*** PASSAGE ***
Lesson Learned: Poor surveys can lead to more than state and federal fines. They can also lead to civil and criminal prosecutions and imprisonment under the Federal False Claims Act.
Establishing Accountability/Corporate Structures
Morris further testified that in investigating and resolving cases which are false claims cases, law enforcement officers often struggle to determine who in the organization’s management should be held responsible for the poor care. The OIG identified a growing trend toward corporate restructuring. The techniques identified as being used included: (1) creating a holding corporation to own the entire chain of nursing homes; (2) creating limited liability companies to manage the operations of the individual home; (3) creating LLCs for the real estate holdings (the facility and the grounds), usually referred to as a Real Estate Investment Trust; and (4) creating an affiliated corporation to lease all the properties from the REITs and then sublease those properties to the facility’s specific entity which operates the individual homes. The OIG encountered nursing home facilities that had as many as 17 LLCs that played a role in the operation of the facility. It is Chief Counsel Morris’ opinion that such complex structures dilute accountability, greatly complicate law enforcement investigations, and delay implementation of essential corrective actions. The testimony did not include a provision as to what the OIG expected to do to solve this perceived problem.
***
§ REQUIRED TASKS:
(a) From the passage on nursing home accountability, extract the words starting at "Lesson Learned: Poor" and ending after "False Claims Act.".
(b) Continue the passage on nursing home accountability from the point where it stops.
*** STUDY MATERIAL ***
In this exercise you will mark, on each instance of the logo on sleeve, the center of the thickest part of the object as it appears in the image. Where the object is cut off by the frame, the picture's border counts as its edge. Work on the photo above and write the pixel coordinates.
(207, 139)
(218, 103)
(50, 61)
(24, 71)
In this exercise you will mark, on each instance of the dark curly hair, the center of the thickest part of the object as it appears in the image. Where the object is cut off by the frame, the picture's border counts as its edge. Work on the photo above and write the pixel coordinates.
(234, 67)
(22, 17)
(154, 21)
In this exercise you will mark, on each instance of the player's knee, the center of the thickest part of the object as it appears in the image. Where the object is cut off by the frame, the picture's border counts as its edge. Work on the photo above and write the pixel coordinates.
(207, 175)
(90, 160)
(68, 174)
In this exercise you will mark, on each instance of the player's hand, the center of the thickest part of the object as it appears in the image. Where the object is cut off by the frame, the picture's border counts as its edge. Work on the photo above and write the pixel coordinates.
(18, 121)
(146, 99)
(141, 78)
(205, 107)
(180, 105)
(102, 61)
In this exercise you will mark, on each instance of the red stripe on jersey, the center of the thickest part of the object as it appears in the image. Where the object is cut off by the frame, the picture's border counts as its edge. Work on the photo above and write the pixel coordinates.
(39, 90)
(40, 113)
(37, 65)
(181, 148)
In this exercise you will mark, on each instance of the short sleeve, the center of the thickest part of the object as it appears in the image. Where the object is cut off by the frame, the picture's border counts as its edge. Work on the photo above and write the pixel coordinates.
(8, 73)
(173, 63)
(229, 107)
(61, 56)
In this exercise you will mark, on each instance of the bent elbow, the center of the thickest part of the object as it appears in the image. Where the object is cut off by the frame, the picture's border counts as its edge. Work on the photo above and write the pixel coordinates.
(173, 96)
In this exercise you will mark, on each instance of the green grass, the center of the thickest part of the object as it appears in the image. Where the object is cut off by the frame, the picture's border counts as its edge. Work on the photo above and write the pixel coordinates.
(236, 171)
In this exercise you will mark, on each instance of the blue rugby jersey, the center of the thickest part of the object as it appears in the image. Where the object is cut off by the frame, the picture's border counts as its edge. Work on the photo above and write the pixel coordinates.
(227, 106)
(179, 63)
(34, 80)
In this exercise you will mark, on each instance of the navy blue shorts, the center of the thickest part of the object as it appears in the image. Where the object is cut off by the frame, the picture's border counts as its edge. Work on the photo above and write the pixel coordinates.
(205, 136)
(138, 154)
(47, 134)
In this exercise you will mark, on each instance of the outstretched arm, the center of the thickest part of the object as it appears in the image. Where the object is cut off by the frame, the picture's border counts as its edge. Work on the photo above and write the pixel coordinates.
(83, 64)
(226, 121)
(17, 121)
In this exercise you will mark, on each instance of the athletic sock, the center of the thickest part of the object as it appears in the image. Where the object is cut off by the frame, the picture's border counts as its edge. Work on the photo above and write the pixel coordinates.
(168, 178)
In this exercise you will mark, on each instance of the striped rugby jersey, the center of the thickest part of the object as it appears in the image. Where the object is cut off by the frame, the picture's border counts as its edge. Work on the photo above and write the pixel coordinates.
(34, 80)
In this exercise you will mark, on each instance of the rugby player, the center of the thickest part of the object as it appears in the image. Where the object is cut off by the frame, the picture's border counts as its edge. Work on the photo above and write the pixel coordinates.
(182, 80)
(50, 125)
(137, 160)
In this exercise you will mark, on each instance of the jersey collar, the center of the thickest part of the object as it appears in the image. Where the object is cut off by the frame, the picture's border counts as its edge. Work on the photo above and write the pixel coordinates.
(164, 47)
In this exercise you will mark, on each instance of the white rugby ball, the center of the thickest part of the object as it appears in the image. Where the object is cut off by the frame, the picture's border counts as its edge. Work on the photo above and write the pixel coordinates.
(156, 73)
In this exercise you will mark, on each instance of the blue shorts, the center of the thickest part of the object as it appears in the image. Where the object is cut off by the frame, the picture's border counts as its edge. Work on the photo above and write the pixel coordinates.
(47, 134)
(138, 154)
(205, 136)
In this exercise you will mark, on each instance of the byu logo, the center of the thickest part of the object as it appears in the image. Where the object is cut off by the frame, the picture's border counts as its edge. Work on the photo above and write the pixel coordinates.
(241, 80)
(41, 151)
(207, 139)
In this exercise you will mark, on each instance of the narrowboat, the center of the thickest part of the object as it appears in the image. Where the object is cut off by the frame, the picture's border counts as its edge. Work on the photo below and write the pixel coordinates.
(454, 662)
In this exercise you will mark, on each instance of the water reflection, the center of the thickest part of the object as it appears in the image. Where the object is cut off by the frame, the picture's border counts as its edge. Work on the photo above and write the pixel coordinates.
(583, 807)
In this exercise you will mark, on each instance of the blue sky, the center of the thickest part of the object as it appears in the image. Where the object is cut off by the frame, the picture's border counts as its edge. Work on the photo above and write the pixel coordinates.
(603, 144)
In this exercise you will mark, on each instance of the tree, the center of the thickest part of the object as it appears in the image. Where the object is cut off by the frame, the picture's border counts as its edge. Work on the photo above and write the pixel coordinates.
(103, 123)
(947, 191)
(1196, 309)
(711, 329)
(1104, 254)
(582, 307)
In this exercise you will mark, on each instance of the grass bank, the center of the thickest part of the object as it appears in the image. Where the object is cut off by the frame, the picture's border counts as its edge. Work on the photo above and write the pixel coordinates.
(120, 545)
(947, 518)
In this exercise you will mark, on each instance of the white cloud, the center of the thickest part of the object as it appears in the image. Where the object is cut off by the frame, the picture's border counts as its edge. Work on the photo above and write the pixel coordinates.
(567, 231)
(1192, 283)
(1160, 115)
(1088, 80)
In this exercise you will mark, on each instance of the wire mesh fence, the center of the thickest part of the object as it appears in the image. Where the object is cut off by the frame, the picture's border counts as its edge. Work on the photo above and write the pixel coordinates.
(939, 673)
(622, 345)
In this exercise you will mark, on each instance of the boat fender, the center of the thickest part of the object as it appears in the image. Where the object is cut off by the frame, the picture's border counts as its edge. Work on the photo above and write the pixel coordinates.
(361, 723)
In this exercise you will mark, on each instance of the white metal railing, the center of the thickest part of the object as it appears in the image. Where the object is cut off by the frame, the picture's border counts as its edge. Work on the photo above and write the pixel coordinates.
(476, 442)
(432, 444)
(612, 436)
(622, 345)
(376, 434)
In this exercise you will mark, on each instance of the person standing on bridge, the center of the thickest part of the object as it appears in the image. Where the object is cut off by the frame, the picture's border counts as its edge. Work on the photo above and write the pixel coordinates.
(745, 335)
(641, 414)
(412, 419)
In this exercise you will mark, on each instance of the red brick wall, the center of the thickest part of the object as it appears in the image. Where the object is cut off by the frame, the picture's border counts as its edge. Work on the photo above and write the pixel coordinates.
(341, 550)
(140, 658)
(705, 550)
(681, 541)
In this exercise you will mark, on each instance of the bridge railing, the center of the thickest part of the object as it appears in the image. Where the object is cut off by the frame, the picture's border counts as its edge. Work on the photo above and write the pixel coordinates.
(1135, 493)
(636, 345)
***
§ RESULTS FOR EACH TASK:
(a)
Lesson Learned: Poor surveys can lead to more than state and federal fines. They can also lead to civil and criminal prosecutions and imprisonment under the Federal False Claims Act.

(b)
Lesson Learned: Take a look at the corporate structure of your nursing home and ask whether it is unnecessarily complicated. In order to be defensible, it should be a logical and defensible structure correctly reflecting the individuals who actually operate the nursing home.
Encouraging Adoption of Voluntary Compliance Programs
The OIG frequently provides guidance to health care providers regarding how to establish compliance programs. These suggestions are referred to as Compliance Program Guidances. The OIG originally published a CPG for nursing home facilities in 2000. Since that time, the OIG perceives that there have been significant changes in the way nursing homes deliver services and therefore in April 2008, OIG published draft Supplemental Compliance Program Guidance for nursing facilities. The OIG is currently soliciting public comments on this draft. The draft addresses major Medicare and Medicaid fraud and abuse risk areas, including quality of care, accurate claims submission, and kick-backs. The Supplemental CPG focuses particular attention on inadequate staffing, poor care plan development, inappropriate use of psychotropic medications, lack of proper medication management, and resident neglect and abuse.
Lesson Learned: Nursing homes should focus compliance efforts on the five topics the OIG has focused on in the Supplemental CPG and provide public comment on this draft.
Nursing homes should place increased scrutiny on these issues, since it is clear that the OIG will be placing increased scrutiny on them. Nursing homes provide a heroic and valuable service to our country and our communities. They deserve the best support possible from the federal government, both financially and otherwise.